__Texte du document__.
/---

Violences policières et salut nazi
Pour rappel, Jozef Chovanec, 38 ans, est décédé le 27 février 2018 à l’hôpital Marie Curie de Charleroi. Ce citoyen slovaque y avait été transféré à la suite d’un malaise cardiaque survenu, le 24 février, dans une cellule de l'aéroport carolo. Lors de son embarquement dans un avion à destination de la Slovaquie, Jozef Chovanec est pris de délire. Il est arrêté par la police et "maîtrisé" de façon très violente dans une cellule de l’aéroport. L'homme a subi un plaquage ventral durant de longues minutes, la tête enveloppée dans une couverture, avant de se voir injecté un calmant. Durant l'opération, les agents sourient et rient ; une policière se fend même d'un salut nazi...
Pendent deux ans, "l'affaire Chovanec" sera complètement étouffée et inconnue des médias belges comme du grand public. C'est la décision prise par sa veuve, à l'été 2020, de diffuser la scène de violences mortelles (filmée par une caméra de vidéosurveillance) qui fera éclater l'affaire. Celle-ci sera suivi d'un scandale politico-médiatique ravivant le débat sur les violences et le racisme structurels au sein de la police belge.
“J’ai l’impression qu’ils jouent avec mes pieds”
Aujourd'hui, au-delà de la pseudo-sanction envers l'ex-n°2 de la police, Henrieta craint ne jamais obtenir ni la vérité ni la Justice. “Je suis découragée”, déclare-t-elle. “Cela fait trois ans et demi que je mendie [...] Lorsque j’ai diffusé les images l’été dernier, tout le monde m’a promis que l’enquête serait menée correctement”. Une reconstitution des faits avait enfin été programmée en février 2021, mais celle-ci a été annulée.
“Maintenant, j’ai peur que la nouvelle reconstitution soit à nouveau annulée. J’espère me tromper. Mais j’ai l’impression qu’ils jouent avec mes pieds, et ce depuis le début. Cela ne rend pas les choses faciles”, confie la jeune femme.

\---

__Données sources__.
/---

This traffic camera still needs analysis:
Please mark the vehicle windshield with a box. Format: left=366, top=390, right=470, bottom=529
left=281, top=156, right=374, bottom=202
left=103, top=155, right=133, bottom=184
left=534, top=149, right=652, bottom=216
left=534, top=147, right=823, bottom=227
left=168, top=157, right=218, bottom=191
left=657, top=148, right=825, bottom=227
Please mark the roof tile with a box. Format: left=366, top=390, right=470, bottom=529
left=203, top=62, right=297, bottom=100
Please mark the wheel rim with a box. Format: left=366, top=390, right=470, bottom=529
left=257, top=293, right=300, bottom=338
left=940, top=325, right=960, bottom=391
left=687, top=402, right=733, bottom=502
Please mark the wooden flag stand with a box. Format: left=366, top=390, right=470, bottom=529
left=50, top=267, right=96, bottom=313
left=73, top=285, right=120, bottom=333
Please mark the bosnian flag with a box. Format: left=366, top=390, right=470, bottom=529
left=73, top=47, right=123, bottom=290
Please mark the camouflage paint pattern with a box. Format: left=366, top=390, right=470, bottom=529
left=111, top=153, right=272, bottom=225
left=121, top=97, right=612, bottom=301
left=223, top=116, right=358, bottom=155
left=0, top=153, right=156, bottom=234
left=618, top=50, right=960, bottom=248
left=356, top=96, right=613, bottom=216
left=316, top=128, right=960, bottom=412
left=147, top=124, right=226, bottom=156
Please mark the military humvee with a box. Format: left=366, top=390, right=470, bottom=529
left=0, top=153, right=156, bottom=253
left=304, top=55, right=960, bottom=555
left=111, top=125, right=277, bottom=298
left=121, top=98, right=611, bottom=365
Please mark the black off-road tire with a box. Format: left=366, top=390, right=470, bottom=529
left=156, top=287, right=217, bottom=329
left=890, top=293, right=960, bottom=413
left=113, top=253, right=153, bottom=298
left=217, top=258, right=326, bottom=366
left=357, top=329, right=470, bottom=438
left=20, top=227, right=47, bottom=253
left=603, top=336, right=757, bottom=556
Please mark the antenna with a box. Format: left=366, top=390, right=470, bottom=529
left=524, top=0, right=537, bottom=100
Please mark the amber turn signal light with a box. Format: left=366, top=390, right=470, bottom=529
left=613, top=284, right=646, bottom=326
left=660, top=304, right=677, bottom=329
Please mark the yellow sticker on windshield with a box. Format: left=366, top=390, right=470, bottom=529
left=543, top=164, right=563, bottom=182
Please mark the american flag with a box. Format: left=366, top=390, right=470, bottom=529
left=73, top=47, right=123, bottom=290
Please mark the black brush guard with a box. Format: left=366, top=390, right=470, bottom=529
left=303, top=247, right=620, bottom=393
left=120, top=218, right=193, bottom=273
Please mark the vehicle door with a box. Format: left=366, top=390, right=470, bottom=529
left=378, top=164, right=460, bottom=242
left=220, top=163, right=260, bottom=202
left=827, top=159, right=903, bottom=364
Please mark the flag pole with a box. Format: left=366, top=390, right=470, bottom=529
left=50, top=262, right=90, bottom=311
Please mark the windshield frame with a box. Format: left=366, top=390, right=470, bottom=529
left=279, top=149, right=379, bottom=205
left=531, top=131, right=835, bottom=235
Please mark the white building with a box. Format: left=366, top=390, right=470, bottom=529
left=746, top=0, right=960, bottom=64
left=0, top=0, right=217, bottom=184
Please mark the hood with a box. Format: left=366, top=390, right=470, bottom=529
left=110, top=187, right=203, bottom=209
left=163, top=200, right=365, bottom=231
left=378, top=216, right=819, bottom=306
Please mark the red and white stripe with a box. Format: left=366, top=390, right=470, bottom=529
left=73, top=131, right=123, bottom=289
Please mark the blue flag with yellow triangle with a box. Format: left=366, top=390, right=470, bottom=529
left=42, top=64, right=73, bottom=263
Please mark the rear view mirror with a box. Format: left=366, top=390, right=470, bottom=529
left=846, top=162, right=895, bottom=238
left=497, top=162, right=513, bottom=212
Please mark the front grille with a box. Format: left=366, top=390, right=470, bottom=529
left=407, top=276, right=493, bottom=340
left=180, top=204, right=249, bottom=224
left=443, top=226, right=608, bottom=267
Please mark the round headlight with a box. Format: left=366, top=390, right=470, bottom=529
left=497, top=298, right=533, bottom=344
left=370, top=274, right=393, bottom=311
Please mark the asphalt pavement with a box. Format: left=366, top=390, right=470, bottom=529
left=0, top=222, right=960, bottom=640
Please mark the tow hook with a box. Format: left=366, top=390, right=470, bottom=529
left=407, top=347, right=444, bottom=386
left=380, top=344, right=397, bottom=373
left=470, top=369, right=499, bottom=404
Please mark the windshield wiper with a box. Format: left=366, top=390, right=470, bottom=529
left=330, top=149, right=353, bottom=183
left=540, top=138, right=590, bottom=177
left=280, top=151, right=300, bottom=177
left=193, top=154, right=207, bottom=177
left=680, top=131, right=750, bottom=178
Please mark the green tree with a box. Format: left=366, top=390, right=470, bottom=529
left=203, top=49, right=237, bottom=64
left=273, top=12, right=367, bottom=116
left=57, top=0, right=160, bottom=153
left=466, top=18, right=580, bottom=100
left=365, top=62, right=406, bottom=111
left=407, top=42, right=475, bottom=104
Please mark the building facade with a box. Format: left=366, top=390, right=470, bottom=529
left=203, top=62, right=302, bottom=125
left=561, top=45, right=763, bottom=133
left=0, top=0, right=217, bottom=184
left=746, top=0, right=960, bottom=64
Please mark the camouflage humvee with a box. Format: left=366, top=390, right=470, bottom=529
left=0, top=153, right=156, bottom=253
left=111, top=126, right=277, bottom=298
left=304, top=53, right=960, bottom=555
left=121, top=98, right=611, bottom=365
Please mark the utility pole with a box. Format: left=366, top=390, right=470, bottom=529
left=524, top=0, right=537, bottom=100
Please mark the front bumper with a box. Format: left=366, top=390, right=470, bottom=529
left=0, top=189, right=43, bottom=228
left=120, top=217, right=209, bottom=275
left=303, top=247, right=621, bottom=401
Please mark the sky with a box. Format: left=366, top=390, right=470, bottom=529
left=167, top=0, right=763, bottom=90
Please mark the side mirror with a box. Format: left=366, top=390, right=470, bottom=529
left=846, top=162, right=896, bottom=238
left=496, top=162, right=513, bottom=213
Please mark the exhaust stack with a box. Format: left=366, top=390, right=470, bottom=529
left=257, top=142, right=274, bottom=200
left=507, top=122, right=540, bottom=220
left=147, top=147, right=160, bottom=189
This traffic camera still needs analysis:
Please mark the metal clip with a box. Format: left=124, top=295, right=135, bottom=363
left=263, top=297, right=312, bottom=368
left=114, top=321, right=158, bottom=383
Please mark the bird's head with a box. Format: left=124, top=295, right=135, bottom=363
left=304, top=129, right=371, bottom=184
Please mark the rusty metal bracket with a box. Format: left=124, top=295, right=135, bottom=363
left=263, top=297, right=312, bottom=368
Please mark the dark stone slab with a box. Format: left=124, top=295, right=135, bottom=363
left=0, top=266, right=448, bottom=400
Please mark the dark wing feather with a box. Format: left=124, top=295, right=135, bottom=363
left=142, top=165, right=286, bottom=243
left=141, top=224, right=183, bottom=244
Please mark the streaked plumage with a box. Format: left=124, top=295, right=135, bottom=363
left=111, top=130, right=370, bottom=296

\---

__Exercices à faire__.
1. D'après le texte sur l'affaire Chovanec, à quelle date Jozef Chovanec est-il décédé ?
2. Résumez, s'il vous plaît, le texte sur l'affaire Chovanec en deux phrases.
3. Rédigez la suite du texte sur l'affaire Chovanec à partir de sa dernière phrase.

__Réponses de l'exercice__.
1. Le 27 février 2018.

2. Jozef Chovanec, un citoyen slovaque de 38 ans, est mort le 27 février 2018 après avoir été maîtrisé très violemment par des policiers dans une cellule de l'aéroport carolo, où une policière a même fait un salut nazi. Étouffée pendant deux ans, l'affaire a éclaté quand sa veuve, Henrieta, a diffusé les images à l'été 2020, mais celle-ci, découragée, craint de ne jamais obtenir ni la vérité ni la justice.

3.
La reconstitution re-fixée pour les 27 et 28 septembre
L’avocate d'Henrieta, Ann Van de Steen, a confirmé, ce jeudi, que la reconstitution des faits aura lieu les 27 et 28 septembre prochains. Si la première reconstitution n'a pas eu lieu, c'est au prétexte des restrictions prises dans le cadre de la lutte contre la pandémie de coronavirus.
“La crise sanitaire a rendu la chose impossible, et nous l’avons parfaitement compris.", poursuit Me Van de Steen. "Notre cliente a néanmoins été moins compréhensive, car cela fait des années qu’elle attend de la clarté sur l’affaire. Nous espérons qu’il n’y aura plus de report et que cette reconstitution sera le point final de l’enquête”.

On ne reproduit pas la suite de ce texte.